SELECTED PASSAGE
---*---

MS Word + VBA + RegExp: Get Page Number of Match

MS Word + VBA + RegExp: Get Page Number of Match - regex

Is that possible? Probably not? How can I then find all exact occurrences of a match and the according page numbers?
EDIT:
I have the regex working properly. What I need is for each match to get all the pages it appears on.
Example:
regex = \b\d{3}\b
123 appears on page 1,4,20
243 appear on page 3,5,7
523 appears on page 9
How can I get that information (all the pages a match occurs on?)
This is for creating some kind of index automatically.
EDIT 2:
I got a basic working version, snippet:
Set Matches = regExp.Execute(ActiveDocument.range.Text)
For Each Match In Matches
Set range = ActiveDocument.range(Match.FirstIndex, Match.FirstIndex + Len(Match.Value))
page = range.Information(wdActiveEndAdjustedPageNumber)
The problem is that Match.FirstIndex does not always point to the first character of the match in ActiveDocument.range. Word tables mess this up as ActiveDocument.range.Text contains characters that are not on the text put represent something in the table.

I think this probably fits better in SuperUser.
The answer to the question is "yes."
Selection.Information(wdActiveEndAdjustedPageNumber)
The above property in VBA will get you the page number of a selection.
Also, VBA can do some regular expression work.

This turned out to be rather complex and I can't say if my solution works for any document. The main issue is as indicated in the Question, that RegexMatch.FirstIndex can not be used to determine were the actually Match is within the MS Word Document. This is due to the fact that regex matching is done on range.Text property (String) and that string just contains different amount of characters than the range object does and hence Indexes don't match.
So my solution is for each match, I do a Find in the whole document for that match. the find methods gives a Range object from which the correct page can be determined.
In my special case a match could be the same thing also different value. Example: 343in my case would be the same as Prefix-343. A second issue was that the matches must be sorted eg 123before 324regardless which one occurs first in the document.

---*---

DATASET RECORDS
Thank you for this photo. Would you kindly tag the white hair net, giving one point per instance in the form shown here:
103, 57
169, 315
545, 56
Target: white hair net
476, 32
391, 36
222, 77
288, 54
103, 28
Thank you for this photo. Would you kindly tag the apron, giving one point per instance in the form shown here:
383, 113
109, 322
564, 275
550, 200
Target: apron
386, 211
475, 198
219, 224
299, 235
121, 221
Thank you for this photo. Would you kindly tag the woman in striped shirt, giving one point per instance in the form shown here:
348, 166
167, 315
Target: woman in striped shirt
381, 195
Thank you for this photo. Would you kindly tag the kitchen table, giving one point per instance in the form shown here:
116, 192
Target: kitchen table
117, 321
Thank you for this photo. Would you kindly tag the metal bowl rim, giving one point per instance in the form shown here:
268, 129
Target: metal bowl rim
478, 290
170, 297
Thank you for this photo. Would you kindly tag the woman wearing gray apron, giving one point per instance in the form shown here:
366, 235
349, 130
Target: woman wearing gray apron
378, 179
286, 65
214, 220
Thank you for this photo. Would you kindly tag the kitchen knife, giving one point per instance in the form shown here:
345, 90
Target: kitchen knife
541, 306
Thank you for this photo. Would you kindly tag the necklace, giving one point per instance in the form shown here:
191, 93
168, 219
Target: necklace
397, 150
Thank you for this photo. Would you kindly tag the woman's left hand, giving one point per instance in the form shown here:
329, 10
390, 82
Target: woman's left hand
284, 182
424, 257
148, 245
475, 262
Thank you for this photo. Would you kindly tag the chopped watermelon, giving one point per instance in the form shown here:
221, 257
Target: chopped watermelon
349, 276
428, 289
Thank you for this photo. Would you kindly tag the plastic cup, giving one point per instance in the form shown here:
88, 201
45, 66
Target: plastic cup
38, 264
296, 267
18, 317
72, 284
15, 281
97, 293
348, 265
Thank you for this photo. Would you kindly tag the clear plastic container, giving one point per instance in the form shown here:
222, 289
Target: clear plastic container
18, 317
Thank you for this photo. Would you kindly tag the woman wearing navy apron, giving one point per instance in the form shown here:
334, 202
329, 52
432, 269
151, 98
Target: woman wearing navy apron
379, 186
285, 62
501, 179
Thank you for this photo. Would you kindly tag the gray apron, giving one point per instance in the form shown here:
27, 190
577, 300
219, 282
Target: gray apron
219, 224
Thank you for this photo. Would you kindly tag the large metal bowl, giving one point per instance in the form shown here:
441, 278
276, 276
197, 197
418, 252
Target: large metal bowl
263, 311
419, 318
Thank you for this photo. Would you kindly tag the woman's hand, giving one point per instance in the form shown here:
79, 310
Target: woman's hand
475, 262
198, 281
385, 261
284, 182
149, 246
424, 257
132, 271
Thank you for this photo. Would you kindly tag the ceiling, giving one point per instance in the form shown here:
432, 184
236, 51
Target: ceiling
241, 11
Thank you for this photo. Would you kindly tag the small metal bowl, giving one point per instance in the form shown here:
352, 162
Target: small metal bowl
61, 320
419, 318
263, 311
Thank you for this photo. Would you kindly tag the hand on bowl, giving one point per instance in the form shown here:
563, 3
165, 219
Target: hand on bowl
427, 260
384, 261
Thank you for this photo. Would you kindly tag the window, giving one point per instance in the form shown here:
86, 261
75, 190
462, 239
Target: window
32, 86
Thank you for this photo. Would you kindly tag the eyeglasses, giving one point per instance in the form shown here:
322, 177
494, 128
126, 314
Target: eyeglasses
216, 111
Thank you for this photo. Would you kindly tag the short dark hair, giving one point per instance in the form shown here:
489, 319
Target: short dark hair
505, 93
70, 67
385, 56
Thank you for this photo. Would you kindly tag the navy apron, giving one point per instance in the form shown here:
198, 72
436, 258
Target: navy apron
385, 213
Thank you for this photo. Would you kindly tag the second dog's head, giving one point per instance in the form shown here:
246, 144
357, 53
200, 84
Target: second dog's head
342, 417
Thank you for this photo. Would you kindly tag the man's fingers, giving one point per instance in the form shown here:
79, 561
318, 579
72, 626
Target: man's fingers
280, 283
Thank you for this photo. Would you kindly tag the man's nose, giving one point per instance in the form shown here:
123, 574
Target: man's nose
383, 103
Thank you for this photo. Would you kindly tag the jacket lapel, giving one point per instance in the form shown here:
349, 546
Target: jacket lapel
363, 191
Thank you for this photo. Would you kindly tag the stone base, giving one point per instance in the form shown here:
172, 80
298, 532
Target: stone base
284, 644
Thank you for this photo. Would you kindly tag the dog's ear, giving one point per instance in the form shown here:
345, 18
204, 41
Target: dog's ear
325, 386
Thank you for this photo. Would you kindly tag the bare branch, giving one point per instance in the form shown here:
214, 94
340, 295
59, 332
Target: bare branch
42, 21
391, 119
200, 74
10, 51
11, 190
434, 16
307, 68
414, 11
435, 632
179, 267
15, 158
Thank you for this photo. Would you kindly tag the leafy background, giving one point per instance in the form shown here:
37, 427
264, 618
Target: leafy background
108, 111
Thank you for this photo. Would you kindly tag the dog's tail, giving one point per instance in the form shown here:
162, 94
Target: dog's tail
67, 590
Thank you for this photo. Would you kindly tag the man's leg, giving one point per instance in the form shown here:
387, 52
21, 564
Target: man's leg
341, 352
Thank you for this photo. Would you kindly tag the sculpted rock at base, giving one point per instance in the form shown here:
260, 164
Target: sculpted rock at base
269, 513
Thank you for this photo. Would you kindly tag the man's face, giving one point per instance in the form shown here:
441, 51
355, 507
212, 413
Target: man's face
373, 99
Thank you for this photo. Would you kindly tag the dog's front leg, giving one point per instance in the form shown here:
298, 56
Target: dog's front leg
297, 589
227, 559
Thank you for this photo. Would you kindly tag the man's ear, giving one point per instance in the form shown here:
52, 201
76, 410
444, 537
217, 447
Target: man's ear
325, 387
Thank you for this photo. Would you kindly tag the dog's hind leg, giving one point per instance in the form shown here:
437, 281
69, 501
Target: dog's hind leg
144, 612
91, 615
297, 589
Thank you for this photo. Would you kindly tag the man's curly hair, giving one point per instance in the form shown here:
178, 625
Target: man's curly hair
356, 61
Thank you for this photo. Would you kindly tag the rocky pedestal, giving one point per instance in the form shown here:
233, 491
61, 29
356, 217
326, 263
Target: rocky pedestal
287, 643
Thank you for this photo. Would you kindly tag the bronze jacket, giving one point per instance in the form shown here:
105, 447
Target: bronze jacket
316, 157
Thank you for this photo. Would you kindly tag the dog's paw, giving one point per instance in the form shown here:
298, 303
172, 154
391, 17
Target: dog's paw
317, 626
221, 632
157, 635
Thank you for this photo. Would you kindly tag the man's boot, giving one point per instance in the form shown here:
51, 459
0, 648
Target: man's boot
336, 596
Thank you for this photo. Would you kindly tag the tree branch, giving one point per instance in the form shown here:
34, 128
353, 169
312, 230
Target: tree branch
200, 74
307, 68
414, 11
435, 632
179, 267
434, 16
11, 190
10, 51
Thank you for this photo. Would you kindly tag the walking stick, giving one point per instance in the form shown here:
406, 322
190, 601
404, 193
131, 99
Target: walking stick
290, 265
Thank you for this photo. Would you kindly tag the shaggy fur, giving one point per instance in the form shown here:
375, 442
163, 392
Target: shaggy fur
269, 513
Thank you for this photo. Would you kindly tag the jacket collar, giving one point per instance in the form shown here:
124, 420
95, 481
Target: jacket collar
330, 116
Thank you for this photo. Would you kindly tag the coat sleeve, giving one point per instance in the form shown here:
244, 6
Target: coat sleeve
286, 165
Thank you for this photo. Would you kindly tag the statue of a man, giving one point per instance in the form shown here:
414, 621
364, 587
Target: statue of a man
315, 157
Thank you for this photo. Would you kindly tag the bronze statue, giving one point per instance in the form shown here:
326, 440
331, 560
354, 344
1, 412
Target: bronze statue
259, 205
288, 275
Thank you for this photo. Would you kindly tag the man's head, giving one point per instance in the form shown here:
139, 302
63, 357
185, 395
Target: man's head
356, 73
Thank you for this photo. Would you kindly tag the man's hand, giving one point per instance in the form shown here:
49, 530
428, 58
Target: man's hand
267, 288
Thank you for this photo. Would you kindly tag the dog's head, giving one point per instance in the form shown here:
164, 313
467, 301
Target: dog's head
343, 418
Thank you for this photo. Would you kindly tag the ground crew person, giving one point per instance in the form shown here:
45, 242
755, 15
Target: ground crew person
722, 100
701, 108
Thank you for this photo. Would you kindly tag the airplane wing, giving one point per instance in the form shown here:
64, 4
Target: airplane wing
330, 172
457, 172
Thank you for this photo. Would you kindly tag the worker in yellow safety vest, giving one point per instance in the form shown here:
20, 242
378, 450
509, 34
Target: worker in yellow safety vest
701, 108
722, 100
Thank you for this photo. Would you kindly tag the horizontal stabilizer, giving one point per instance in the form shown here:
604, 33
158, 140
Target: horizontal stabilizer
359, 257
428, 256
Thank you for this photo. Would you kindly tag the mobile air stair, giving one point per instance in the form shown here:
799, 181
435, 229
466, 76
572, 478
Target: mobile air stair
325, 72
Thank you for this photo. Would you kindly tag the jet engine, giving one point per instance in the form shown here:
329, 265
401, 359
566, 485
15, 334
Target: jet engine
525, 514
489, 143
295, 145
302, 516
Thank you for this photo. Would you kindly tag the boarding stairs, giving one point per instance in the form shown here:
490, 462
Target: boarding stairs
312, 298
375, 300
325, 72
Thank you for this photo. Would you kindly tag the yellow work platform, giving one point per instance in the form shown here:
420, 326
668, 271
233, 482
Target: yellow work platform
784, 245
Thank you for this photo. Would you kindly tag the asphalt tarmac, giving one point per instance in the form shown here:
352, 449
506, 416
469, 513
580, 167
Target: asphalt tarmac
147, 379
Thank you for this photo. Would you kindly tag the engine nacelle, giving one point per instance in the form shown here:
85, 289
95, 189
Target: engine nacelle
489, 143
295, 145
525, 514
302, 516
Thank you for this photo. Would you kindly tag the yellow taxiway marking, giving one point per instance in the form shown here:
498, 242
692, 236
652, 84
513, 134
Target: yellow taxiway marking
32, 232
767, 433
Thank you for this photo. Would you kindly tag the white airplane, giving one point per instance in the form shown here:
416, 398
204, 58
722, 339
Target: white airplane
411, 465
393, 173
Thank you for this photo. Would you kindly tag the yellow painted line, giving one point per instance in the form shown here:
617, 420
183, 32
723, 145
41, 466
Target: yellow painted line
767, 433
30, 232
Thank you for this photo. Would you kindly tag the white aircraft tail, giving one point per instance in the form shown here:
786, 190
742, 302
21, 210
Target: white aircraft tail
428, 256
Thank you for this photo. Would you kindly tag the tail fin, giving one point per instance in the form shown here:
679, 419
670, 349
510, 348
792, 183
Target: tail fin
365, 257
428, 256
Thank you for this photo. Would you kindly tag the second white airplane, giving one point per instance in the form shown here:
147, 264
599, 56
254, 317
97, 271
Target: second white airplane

---*---

TASKS TO COMPLETE
- A) Answer these questions from the thread on regex page numbers in Word, one line each:
(i) What example regex pattern does the asker give?
(ii) Which property does the second reply say returns the page number of a selection?
(iii) In the final solution, what is done for each match to obtain a Range object?
- B) Rewrite as a short list the paragraph of the thread on regex page numbers in Word that begins "This turned out to be rather complex", keeping its main facts.
- C) Decide whether each statement agrees with the thread on regex page numbers in Word, answering yes or no and quoting the words of the thread that decide it:
(i) The asker wants the page information in order to build an index automatically.
(ii) The reply that mentions SuperUser says the answer to the question is no.
(iii) The asker reports that Word tables interfere with Match.FirstIndex.

COMPLETED EXERCISE
- A)
(i) \b\d{3}\b
(ii) Selection.Information(wdActiveEndAdjustedPageNumber)
(iii) A Find is done in the whole document for that match.

- B)
- The solution proved rather complex, and its author cannot say whether it works for every document.
- The main issue, as the question indicated, is that RegexMatch.FirstIndex cannot be used to locate the actual match within the Word document.
- This is because regex matching runs on the range.Text string, which contains a different number of characters than the range object, so the indexes do not match.

- C)
(i) Yes: "This is for creating some kind of index automatically."
(ii) No: "The answer to the question is "yes.""
(iii) Yes: "Word tables mess this up"